■ The request: Select every line of the material below that contains the string "shown" and copy those lines.

■ Record extracts:
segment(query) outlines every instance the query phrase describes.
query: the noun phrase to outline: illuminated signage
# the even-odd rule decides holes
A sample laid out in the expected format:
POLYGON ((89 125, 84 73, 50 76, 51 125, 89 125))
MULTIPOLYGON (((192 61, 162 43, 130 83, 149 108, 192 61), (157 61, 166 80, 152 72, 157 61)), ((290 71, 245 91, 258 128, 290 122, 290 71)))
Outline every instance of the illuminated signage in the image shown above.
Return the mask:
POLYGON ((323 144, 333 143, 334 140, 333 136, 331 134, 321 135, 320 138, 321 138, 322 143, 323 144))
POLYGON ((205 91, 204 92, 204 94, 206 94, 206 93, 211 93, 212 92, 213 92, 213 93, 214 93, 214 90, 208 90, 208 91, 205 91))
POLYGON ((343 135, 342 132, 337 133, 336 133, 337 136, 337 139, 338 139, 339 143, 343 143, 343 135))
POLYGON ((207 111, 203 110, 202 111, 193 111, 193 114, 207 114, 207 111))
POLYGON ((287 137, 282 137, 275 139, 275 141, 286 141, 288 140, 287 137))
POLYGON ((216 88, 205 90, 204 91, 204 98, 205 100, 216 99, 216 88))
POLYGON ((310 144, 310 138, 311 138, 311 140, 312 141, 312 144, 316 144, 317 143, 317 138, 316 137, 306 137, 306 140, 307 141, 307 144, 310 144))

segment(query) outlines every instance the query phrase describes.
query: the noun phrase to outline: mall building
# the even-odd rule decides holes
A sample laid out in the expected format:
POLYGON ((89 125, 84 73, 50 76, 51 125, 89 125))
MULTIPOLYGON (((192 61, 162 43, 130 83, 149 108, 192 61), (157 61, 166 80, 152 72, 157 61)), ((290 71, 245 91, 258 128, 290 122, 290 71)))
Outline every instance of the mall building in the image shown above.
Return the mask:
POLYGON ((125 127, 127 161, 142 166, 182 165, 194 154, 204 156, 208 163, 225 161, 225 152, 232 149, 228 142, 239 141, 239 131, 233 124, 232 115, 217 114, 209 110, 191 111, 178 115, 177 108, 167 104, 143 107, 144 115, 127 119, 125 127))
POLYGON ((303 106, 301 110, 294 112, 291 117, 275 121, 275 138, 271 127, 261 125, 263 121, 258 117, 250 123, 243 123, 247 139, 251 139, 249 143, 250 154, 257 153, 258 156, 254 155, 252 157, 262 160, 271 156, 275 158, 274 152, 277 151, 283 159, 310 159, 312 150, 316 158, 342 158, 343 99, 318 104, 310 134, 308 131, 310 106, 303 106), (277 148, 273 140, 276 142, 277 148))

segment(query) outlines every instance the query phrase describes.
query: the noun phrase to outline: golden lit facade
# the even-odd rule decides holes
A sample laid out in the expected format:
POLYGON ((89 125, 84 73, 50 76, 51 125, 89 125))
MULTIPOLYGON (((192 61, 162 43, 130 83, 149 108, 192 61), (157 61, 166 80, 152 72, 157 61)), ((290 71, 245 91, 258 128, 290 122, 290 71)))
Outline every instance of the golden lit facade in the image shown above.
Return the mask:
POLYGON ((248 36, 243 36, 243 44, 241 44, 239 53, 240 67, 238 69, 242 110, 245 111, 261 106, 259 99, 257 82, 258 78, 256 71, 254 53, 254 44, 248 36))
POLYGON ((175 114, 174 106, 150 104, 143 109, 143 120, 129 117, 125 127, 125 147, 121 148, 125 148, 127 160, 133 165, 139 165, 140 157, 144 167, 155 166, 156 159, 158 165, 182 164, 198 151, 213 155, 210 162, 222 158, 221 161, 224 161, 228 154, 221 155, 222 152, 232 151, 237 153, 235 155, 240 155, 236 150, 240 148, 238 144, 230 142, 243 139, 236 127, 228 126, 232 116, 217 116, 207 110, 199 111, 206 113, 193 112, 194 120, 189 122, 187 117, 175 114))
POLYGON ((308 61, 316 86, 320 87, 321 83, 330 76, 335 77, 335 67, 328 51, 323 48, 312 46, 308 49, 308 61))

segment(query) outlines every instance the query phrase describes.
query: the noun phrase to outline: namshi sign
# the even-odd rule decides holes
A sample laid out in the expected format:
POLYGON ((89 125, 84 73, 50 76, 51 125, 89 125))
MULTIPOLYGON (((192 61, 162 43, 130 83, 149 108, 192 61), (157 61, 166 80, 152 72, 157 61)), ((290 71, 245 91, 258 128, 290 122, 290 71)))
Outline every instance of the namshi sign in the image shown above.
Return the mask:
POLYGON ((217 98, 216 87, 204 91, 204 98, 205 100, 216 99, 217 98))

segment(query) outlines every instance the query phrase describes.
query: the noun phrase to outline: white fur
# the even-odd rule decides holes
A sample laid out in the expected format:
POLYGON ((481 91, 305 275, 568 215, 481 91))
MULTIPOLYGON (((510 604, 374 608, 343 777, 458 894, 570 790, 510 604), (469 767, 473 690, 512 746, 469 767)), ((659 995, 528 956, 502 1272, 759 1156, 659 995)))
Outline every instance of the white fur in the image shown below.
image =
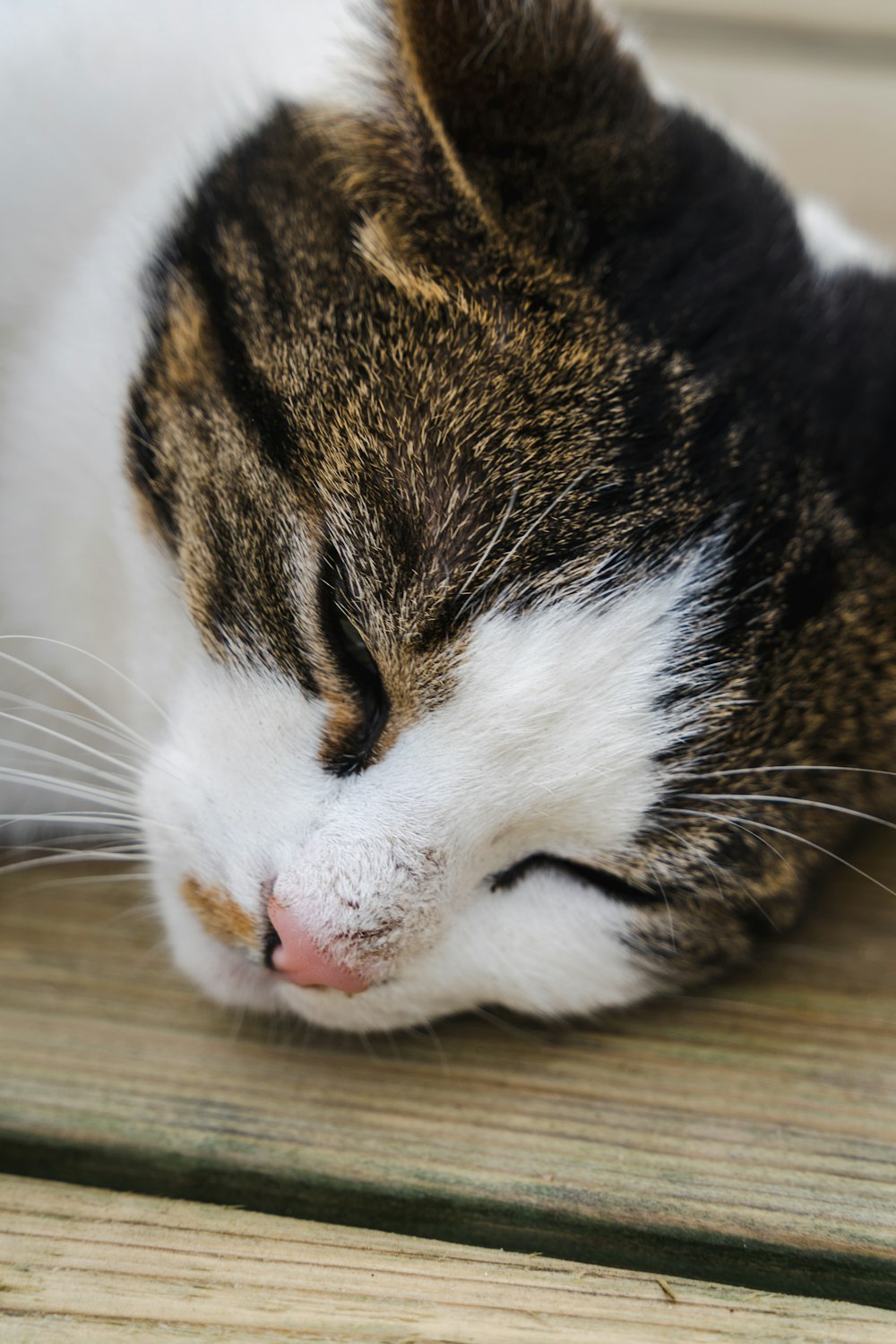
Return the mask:
POLYGON ((144 794, 180 965, 224 1001, 345 1028, 478 1003, 560 1013, 646 995, 618 900, 553 872, 498 892, 489 878, 536 852, 625 860, 661 786, 656 755, 689 727, 657 698, 711 575, 699 554, 603 601, 481 618, 449 700, 348 780, 317 763, 318 704, 195 660, 144 794), (383 982, 347 997, 271 980, 184 909, 187 875, 250 913, 273 882, 322 946, 386 930, 383 982))
POLYGON ((883 243, 854 228, 826 200, 807 196, 799 202, 797 218, 806 246, 822 274, 858 269, 885 276, 896 266, 883 243))
MULTIPOLYGON (((325 69, 324 34, 312 42, 302 24, 340 8, 82 0, 26 15, 0 0, 16 36, 0 108, 17 129, 0 164, 17 184, 0 233, 4 284, 16 277, 3 310, 0 632, 87 649, 161 706, 60 644, 21 653, 149 741, 141 806, 157 891, 179 962, 218 999, 351 1028, 482 1001, 547 1013, 629 1003, 650 980, 621 941, 626 907, 560 875, 506 892, 488 879, 536 851, 603 867, 625 857, 661 785, 656 754, 688 731, 657 698, 693 637, 707 556, 591 603, 481 620, 449 702, 337 781, 317 763, 320 706, 214 667, 169 562, 136 523, 118 422, 148 249, 196 164, 258 106, 239 74, 250 30, 266 85, 302 94, 325 69), (210 43, 224 54, 212 59, 210 43), (188 875, 247 910, 275 880, 324 941, 394 922, 377 953, 386 982, 349 999, 274 980, 201 930, 177 894, 188 875)), ((83 712, 12 665, 0 685, 83 712)), ((47 746, 36 730, 23 741, 47 746)), ((67 805, 8 782, 0 798, 4 812, 67 805)))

■ Completed task:
Outline every instance of the illuminated signage in the image shown above.
Outline every instance of the mall building in the image shown above.
Outline every instance of the golden lit facade in the image shown above.
Outline every instance of the namshi sign in the image shown above.
Outline every instance of the white fur in the image shown below.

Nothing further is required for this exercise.